(Location annotation dataset excerpts)
#####

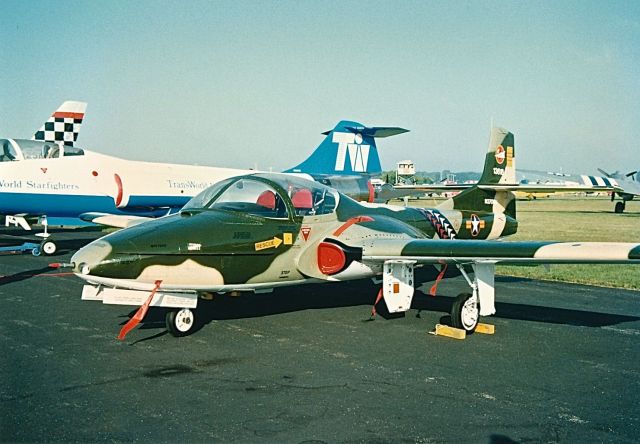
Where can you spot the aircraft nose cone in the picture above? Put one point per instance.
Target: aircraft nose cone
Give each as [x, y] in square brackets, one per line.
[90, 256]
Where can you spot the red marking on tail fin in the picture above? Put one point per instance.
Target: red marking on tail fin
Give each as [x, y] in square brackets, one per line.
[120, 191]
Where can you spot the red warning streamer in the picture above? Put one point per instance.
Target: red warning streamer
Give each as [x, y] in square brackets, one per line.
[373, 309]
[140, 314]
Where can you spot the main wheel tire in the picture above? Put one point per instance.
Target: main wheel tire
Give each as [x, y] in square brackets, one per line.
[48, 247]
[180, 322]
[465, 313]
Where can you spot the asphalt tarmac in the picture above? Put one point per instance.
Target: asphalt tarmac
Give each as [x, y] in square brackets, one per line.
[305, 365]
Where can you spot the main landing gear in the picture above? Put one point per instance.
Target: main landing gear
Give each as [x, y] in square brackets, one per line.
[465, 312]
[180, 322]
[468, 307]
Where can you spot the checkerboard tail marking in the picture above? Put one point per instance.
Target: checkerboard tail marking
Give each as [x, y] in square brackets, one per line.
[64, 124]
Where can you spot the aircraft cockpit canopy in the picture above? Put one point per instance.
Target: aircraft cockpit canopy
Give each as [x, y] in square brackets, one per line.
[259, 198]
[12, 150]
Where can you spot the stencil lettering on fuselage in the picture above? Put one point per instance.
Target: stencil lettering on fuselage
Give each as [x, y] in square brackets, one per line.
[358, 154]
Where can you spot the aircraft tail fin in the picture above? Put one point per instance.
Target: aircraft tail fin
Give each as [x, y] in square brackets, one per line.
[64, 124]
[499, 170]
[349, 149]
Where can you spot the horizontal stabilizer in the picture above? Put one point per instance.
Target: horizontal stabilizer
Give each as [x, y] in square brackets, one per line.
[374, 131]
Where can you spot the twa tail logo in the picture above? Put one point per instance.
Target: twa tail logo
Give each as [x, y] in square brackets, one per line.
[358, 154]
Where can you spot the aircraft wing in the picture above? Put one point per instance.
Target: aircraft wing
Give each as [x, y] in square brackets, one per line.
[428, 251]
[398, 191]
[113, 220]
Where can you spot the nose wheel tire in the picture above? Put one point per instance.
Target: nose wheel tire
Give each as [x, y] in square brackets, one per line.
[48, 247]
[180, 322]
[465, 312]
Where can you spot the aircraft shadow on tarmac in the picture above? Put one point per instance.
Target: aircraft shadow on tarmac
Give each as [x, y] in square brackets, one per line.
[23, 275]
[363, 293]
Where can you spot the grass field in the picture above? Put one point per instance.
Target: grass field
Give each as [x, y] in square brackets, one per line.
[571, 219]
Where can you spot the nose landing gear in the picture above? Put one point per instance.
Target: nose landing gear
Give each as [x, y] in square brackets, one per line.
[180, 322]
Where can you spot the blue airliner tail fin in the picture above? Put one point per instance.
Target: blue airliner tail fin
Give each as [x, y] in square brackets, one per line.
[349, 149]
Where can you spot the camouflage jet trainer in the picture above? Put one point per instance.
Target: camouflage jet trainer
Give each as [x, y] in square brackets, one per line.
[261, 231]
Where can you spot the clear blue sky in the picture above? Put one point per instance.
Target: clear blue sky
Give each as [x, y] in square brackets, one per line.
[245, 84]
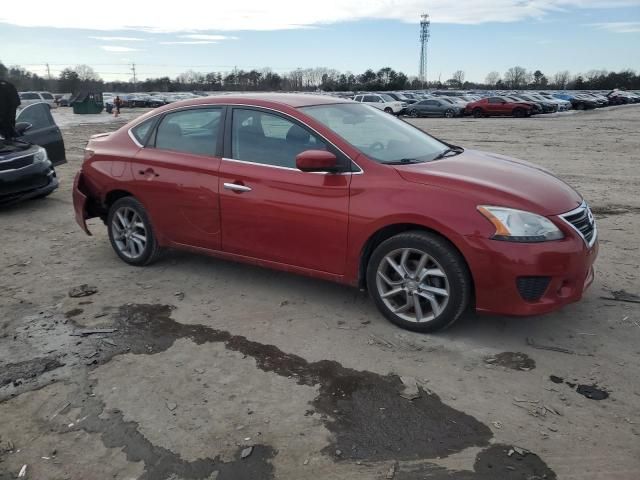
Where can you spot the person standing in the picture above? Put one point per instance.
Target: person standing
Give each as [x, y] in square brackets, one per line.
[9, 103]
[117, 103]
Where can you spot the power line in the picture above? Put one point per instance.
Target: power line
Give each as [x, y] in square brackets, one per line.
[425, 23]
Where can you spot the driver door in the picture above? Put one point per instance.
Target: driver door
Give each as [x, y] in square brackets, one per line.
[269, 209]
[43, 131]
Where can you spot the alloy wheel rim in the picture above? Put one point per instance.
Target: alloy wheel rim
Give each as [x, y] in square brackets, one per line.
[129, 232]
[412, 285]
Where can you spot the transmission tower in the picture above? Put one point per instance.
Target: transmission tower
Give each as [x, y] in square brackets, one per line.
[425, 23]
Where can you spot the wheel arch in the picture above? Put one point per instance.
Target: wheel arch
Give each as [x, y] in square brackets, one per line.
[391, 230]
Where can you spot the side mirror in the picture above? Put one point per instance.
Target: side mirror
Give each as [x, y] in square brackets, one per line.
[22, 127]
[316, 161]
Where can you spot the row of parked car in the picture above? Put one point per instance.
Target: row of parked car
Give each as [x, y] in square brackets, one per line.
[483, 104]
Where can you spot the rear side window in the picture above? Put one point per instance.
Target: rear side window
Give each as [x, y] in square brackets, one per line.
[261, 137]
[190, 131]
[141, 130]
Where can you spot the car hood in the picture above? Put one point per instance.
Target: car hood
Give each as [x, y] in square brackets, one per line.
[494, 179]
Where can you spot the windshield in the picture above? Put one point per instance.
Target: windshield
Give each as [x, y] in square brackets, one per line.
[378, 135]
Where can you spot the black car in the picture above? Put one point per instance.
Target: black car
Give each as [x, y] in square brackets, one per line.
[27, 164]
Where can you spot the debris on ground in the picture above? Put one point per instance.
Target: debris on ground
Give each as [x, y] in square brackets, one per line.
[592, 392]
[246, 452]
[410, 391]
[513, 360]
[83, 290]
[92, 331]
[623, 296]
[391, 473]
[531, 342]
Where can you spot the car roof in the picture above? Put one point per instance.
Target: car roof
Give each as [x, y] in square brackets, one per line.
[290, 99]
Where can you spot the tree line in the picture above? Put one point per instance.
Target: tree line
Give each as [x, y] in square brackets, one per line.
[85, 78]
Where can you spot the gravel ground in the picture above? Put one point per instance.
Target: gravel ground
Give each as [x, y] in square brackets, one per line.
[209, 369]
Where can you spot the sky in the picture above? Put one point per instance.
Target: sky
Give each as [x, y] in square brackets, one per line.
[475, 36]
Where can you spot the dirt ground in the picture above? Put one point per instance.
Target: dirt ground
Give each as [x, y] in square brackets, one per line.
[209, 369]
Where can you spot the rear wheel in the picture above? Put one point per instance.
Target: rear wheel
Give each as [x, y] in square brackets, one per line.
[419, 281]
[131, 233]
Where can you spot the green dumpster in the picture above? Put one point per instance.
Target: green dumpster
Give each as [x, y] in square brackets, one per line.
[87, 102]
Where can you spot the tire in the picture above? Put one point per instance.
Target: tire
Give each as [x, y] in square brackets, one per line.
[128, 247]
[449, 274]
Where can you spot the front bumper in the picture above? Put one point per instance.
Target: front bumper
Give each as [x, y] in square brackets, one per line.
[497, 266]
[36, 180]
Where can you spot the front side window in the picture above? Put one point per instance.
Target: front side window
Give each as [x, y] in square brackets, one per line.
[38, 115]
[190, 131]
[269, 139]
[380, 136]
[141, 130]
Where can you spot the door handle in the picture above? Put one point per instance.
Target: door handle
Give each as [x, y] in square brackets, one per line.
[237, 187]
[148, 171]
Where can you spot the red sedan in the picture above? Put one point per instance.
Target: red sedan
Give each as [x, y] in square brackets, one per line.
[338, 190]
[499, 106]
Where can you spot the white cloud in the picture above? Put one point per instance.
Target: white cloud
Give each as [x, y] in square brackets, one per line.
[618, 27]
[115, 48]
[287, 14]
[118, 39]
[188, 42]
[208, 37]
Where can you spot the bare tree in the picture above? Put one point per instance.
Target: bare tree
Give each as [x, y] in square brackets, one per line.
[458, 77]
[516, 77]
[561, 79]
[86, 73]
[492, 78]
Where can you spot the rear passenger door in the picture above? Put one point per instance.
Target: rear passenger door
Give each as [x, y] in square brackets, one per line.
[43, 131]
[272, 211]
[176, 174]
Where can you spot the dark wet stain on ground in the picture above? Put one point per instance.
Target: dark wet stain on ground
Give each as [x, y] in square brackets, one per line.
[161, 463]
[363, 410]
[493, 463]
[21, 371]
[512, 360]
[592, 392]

#####

### Given request
Reproduce the part of the records that opens with the line containing "Where can you spot the door" and continues through the final line of the records, keeping every request line as it stands. Add 77 to each coordinate in the answers.

### Written solution
Where can you spot the door handle in the picture above? Put one point per instance.
Target: door handle
Give each as [x, y] in square brackets, one per line.
[314, 264]
[225, 248]
Where can you spot the red sedan in the picture above? Put one point per instance.
Target: red sedan
Give each as [x, y] in square brackets, one per line.
[415, 267]
[576, 183]
Where can you spot the white cloud in the picture above? Put one point per instance.
Target: white cloud
Give each as [x, y] in square brackets, one per line.
[695, 104]
[192, 125]
[364, 91]
[195, 116]
[265, 119]
[285, 114]
Where can you spot the bare tree in the picture above? Put one point per instance.
Target: bare tree
Give each as [x, y] in square brackets, one per line.
[535, 154]
[593, 154]
[638, 156]
[163, 150]
[569, 155]
Where can you spot the rear passenger door in the picture above? Put one point per instance.
Target: rear passenger door
Give each as [x, y] in square brackets, one per line.
[120, 208]
[349, 288]
[253, 251]
Where can you spot the dark wet stain on ground in the picture above? Put one point per instance.
Target: dark wet stain on ground
Give each as [x, y] in square brackets, one per line.
[238, 540]
[440, 487]
[570, 540]
[98, 448]
[589, 437]
[669, 469]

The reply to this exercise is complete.